Data excerpts:

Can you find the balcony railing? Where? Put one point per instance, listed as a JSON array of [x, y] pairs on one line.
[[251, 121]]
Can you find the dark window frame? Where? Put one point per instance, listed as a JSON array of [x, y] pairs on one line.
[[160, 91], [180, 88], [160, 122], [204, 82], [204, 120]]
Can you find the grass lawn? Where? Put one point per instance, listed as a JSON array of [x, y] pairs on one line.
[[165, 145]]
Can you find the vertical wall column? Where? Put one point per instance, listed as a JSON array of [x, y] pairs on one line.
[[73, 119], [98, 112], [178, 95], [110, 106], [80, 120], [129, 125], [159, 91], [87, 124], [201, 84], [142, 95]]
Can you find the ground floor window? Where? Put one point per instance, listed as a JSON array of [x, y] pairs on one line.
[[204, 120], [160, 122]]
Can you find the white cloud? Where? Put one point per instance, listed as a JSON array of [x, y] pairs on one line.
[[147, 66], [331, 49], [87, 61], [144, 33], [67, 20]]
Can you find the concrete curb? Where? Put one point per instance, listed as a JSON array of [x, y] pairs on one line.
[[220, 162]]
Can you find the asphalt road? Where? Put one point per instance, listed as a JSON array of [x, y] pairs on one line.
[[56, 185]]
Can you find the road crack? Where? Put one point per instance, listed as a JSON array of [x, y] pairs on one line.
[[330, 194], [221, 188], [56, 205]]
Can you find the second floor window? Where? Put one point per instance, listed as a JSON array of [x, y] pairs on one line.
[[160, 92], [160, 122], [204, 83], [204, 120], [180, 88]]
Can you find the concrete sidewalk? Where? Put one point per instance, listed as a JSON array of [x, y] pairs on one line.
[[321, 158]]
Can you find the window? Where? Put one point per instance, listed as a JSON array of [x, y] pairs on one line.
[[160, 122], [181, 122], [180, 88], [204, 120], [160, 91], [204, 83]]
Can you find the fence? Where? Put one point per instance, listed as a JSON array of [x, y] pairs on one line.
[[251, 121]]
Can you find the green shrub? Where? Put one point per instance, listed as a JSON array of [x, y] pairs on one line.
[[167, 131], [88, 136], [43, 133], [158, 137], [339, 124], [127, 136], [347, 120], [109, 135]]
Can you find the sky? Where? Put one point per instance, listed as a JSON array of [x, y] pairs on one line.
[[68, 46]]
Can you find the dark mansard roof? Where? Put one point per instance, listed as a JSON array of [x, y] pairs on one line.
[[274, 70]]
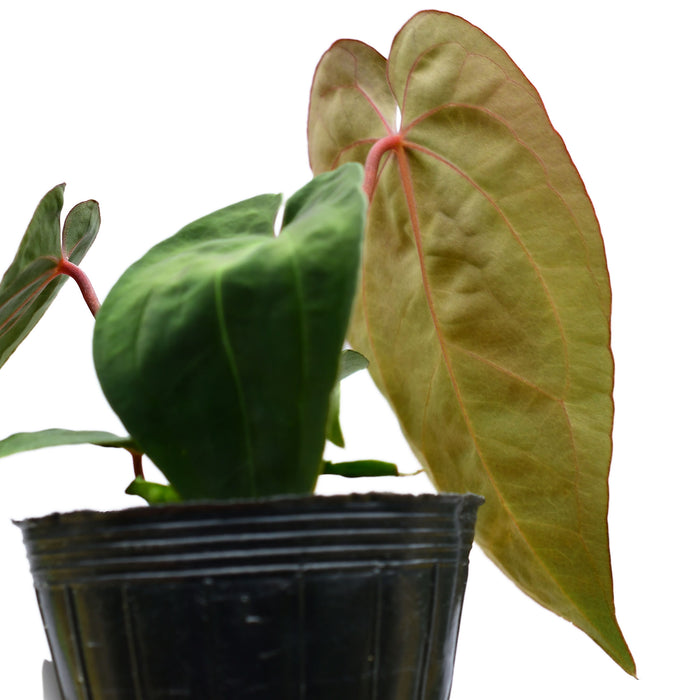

Stated task: Reproduce all of the records above word for word, leaving out the picture.

Solution to this exercise:
Can you find the balcony railing? Where? Put one point per instance, listed as a JSON array of [x, y] pairs on one line.
[[251, 121]]
Can you find the dark window frame? Where? Put one point per instance, listed as a JSON array of [x, y] pairs on one line.
[[160, 91], [180, 88], [160, 122], [204, 82], [204, 120]]
Can you find the grass lawn? Where? Put one point per instance, listed as a JSON array of [x, y] pairs on one line.
[[165, 145]]
Can you find the vertical wall column? Where? Put one point per instance, listed as a JSON array of [x, y] pairs on one line.
[[73, 119], [98, 112], [178, 95], [110, 106], [80, 120], [129, 125], [159, 91], [87, 124], [201, 84], [142, 95]]
Can you find the ground floor window? Where? Put one point per instance, listed as a JSON array of [x, y] pairs on one line.
[[204, 120], [160, 122]]
Can you find the white cloud? Where? Put one point per instance, listed as a JSON array of [x, y] pairs on one line.
[[147, 66], [331, 49], [87, 61], [144, 33], [67, 20]]
Can you find the concrete curb? Where? Put one point per instance, listed as a JSON array of [x, y] pairs on one line.
[[220, 162]]
Can you find the asphalt road? Where? Put one point per instance, listed as a JSON array of [x, y] pairs on one line.
[[56, 185]]
Can you find the road crack? Where? Put one point per instance, listed as a JSON array of [x, y] pairs on one line.
[[330, 194], [221, 188], [56, 205]]
Can you find the second floor window? Where? Put one point per instance, listed as a JSON array of [x, y] pairs on one line.
[[160, 92], [160, 122], [204, 83], [204, 120], [180, 88]]
Can you find the concrete sidewalk? Where? Put one point per instance, listed as a JSON array of [x, y] pairs on one line.
[[321, 158]]
Can you find the window? Where? Put one point per instance, listed as a JSON array of [x, y] pairs on one line.
[[160, 122], [181, 122], [180, 88], [204, 120], [160, 91], [204, 83]]
Can you find the fence? Where? Put one point per instance, listed as a JSON array of [x, y] pairs on one line.
[[251, 121]]
Can you find the green shrub? Where? Put one point per instance, listed as a JSON array of [x, y] pairs on one line.
[[167, 131], [88, 136], [43, 133], [158, 137], [339, 124], [127, 136], [347, 120], [109, 135]]
Can you find the sky? Where? Put one point per instance, listed as a JSON array of [x, y] pairs on one line.
[[68, 46]]
Can you find the dark mansard roof? Where? Put one point per instance, listed as a JSON array of [x, y] pairs on one line.
[[274, 70]]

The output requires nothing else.